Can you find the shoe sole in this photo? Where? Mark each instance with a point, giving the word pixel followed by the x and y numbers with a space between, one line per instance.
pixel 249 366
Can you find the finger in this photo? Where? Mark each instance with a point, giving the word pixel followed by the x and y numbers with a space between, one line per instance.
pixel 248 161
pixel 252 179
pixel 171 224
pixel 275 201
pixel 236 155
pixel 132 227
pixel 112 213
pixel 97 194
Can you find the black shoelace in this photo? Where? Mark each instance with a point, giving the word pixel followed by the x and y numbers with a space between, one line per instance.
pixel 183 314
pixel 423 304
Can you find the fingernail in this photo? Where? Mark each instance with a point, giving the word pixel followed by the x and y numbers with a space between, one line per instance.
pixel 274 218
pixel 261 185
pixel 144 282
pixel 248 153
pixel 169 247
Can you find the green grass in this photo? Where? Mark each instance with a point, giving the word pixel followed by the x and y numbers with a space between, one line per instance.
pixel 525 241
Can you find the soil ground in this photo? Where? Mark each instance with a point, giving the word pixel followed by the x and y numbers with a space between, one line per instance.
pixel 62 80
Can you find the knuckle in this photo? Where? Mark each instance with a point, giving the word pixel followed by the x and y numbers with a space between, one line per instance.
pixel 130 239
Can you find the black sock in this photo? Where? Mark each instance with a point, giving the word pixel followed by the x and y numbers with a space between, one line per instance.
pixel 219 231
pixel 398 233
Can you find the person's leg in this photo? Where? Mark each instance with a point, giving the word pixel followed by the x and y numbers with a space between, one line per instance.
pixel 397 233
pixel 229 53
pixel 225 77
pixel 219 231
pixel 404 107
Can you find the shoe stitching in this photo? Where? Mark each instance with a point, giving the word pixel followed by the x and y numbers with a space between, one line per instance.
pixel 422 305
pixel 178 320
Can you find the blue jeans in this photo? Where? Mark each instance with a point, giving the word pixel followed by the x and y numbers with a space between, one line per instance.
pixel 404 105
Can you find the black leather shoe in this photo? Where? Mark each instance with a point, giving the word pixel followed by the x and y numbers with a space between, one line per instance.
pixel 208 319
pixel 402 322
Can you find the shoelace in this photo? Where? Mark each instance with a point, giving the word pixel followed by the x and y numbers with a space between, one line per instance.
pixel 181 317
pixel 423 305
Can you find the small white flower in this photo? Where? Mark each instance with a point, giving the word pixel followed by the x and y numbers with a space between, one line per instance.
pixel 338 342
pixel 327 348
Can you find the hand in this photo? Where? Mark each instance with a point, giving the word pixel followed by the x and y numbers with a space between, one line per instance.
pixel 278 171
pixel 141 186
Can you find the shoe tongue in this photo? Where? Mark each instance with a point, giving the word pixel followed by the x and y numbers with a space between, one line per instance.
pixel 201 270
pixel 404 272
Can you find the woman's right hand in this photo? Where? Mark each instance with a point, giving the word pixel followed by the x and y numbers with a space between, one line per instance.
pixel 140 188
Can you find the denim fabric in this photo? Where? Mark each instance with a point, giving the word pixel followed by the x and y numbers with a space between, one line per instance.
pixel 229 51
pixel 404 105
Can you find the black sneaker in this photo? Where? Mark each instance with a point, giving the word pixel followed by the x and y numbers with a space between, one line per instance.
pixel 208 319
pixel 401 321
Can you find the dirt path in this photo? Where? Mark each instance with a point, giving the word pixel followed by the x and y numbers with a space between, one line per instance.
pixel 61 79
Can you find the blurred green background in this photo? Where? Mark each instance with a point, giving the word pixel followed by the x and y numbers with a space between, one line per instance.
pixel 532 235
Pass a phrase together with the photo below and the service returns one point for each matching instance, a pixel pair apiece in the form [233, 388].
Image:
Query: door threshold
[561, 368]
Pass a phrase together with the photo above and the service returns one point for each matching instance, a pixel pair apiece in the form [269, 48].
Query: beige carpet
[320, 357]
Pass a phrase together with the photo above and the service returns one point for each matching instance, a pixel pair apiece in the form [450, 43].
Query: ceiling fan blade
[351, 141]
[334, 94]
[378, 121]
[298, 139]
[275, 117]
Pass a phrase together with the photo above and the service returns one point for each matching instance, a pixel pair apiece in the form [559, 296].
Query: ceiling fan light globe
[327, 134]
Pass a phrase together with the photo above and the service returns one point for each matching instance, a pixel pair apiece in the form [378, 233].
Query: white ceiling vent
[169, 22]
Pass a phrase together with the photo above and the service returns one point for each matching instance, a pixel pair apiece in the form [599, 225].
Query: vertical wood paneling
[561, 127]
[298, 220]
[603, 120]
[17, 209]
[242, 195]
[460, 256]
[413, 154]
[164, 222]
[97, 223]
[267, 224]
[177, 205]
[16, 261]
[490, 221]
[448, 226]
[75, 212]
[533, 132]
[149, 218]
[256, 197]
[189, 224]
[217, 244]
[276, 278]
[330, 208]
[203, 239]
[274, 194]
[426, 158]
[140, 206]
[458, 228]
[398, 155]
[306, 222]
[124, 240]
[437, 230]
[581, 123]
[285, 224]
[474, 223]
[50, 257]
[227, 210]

------------------------------------------------

Goal of the exercise
Please copy out every one of the records above word for word, keeping each line unchanged.

Output for this exercise
Can you find the shoe sole in this photo? Where? Mark each instance with a point, giving the word pixel followed by the x and y numbers with a space between, one line per instance.
pixel 249 366
Can you find the finger in this photo? Where? Mark each instance with a point, giving the word pixel followed by the x and y numbers with a space between, one line per instance.
pixel 248 161
pixel 252 179
pixel 171 224
pixel 275 201
pixel 236 155
pixel 132 227
pixel 112 213
pixel 97 194
Can you find the black shoelace in this photo? Where? Mark each instance with a point, giving the word pixel followed by the x and y numbers with a space between, one line per instance.
pixel 183 314
pixel 423 304
Can you find the fingernail in this photo? Where? Mark each instance with a point, giving the word pixel followed by the x and y numbers with a space between, one line per instance.
pixel 274 218
pixel 261 185
pixel 144 282
pixel 248 153
pixel 169 247
Can you find the green grass in this photo? Where? Mark each instance with a point, giving the word pixel followed by the x and y numbers with a space between, one line per instance.
pixel 525 241
Can you find the soil ground in this photo? Where? Mark each instance with a point, giving the word pixel followed by the x and y numbers with a space between, one line per instance.
pixel 62 80
Can you find the knuckle in this photo? Where? Mark each instance with a point, giving the word pixel followed by the x and y numbers with a space between, one line per instance.
pixel 130 239
Can you find the black sock in this photo? Where? Mark each instance with a point, giving the word pixel followed by the x and y numbers with a space between, one line per instance.
pixel 219 231
pixel 398 233
Can you find the person's leg in this photo? Where? Mark each instance with a point, giving the word pixel followed by the x and y numbers with a space between, one line per instance.
pixel 397 233
pixel 229 53
pixel 225 77
pixel 219 231
pixel 404 107
Can you find the shoe stitching in this photo? Where? Mark each instance with a point, giving the word pixel followed by the x and y numbers with a space between, one line per instance.
pixel 422 305
pixel 178 320
Can you find the blue jeans in this photo? Where? Mark each instance with a point, giving the word pixel followed by the x and y numbers with a space between, one line per instance.
pixel 404 105
Can you find the black leather shoe in this photo? Where? Mark each instance with a point, giving the word pixel followed by the x and y numbers with a space between, one line per instance.
pixel 208 319
pixel 402 322
Can you find the shoelace in this photo? Where? Mark each instance with a point, giving the word pixel followed by the x and y numbers with a space between, one line per instance.
pixel 181 317
pixel 423 305
Can you find the small white flower in this photo? Where? Mark each instance with a point, giving the word pixel followed by the x and y numbers with a space between, one line per instance.
pixel 338 342
pixel 327 348
Can you find the hand in this photo? Where? Mark each instance with a point, giving the word pixel followed by the x and y numbers with a space between, one line per instance.
pixel 278 171
pixel 141 186
Can you find the shoe tongue in this photo? Where? Mark each instance with a point, giving the word pixel followed by the x and y numbers with a space between, one line per instance.
pixel 201 270
pixel 404 272
Can you find the woman's right hand in this photo? Where? Mark each instance with a point, giving the word pixel followed by the x and y numbers with a space between, one line per instance.
pixel 140 188
Can you find the denim fabric in this photo? Where? Mark each instance with a point, giving the word pixel followed by the x and y numbers with a space between, one line per instance.
pixel 229 51
pixel 404 105
Can you find the black sneaker in this photo? Where? Mark each instance with a point, giving the word pixel followed by the x and y numbers with a space between, one line per instance.
pixel 208 319
pixel 401 321
Can you find the dirt path in this photo? Where? Mark each instance with a point, giving the word pixel followed by the x and y numbers with a space between, one line per instance.
pixel 61 79
Can you find the blurred green background in this photo? Where? Mark each instance with a point, giving the word pixel followed by the x and y numbers with a space between, one line per instance.
pixel 532 235
Pass a phrase together with the photo below and the service returns one point for each matching instance, a pixel pair apiece in the form [233, 388].
Image:
Query: door threshold
[561, 368]
Pass a phrase together with the photo above and the service returns one point for each matching instance, a pixel pair apiece in the form [269, 48].
Query: beige carpet
[320, 357]
Pass a phrase together with the photo above and the service returns one point for each matching instance, a pixel pair apiece in the form [450, 43].
Query: ceiling fan blade
[351, 141]
[334, 94]
[378, 121]
[298, 139]
[275, 117]
Pass a phrase together with the photo above and the service returns one point for each matching instance, a pixel pair apiece in the form [559, 296].
Query: ceiling fan light globe
[327, 134]
Pass a phrase together with the photo above and the service returns one point for each matching instance, a pixel pair apiece in the form [378, 233].
Query: white ceiling vent
[169, 22]
Pass a phrase together with the photo above and the service returns one point for each matching instance, a pixel pair apiece in the form [599, 225].
Query: vertical wood paneling
[561, 127]
[298, 220]
[603, 120]
[17, 209]
[242, 195]
[460, 256]
[413, 154]
[164, 222]
[97, 223]
[267, 224]
[177, 205]
[16, 261]
[490, 221]
[448, 226]
[75, 212]
[533, 132]
[149, 218]
[256, 197]
[189, 224]
[217, 244]
[276, 278]
[330, 208]
[203, 239]
[274, 194]
[426, 158]
[140, 206]
[458, 228]
[398, 155]
[306, 222]
[124, 240]
[437, 230]
[581, 123]
[285, 224]
[474, 223]
[50, 257]
[227, 210]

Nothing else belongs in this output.